> **Given data**:
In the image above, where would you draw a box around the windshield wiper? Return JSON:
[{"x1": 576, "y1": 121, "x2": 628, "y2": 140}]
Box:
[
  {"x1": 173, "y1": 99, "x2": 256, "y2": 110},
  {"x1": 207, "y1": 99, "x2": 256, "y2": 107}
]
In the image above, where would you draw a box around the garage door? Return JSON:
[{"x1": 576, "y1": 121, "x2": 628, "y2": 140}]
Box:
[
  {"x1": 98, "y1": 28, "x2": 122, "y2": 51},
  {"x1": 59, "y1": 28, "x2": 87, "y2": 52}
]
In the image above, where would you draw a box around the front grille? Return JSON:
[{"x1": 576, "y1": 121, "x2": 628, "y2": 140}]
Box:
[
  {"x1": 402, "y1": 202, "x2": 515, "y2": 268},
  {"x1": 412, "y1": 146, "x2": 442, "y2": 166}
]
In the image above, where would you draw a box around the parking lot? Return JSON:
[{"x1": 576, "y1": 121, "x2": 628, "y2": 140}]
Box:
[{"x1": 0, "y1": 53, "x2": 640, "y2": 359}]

> **What needs to be done**:
Reproduce all the records above, replacing every occurrence of "draw a box around" with "place a bounding box on" and leaving everything else unchanged.

> **Written reply**:
In the image above, where would you place a bounding box on the windshield wiper? Return JSON:
[{"x1": 576, "y1": 121, "x2": 628, "y2": 140}]
Box:
[
  {"x1": 173, "y1": 99, "x2": 256, "y2": 110},
  {"x1": 207, "y1": 99, "x2": 256, "y2": 107}
]
In the image above, where would you place a bounding box on the garage door? Return JSON:
[{"x1": 576, "y1": 121, "x2": 628, "y2": 140}]
Box:
[
  {"x1": 98, "y1": 28, "x2": 122, "y2": 51},
  {"x1": 59, "y1": 28, "x2": 87, "y2": 52}
]
In the image above, where would you place a bounding box on the front grille? Return JSON:
[{"x1": 576, "y1": 121, "x2": 628, "y2": 140}]
Box:
[
  {"x1": 402, "y1": 202, "x2": 515, "y2": 268},
  {"x1": 412, "y1": 146, "x2": 442, "y2": 166}
]
In the image above, where would you place a bounding box on the parking lot? Return JSON:
[{"x1": 576, "y1": 121, "x2": 628, "y2": 140}]
Box:
[{"x1": 0, "y1": 53, "x2": 640, "y2": 359}]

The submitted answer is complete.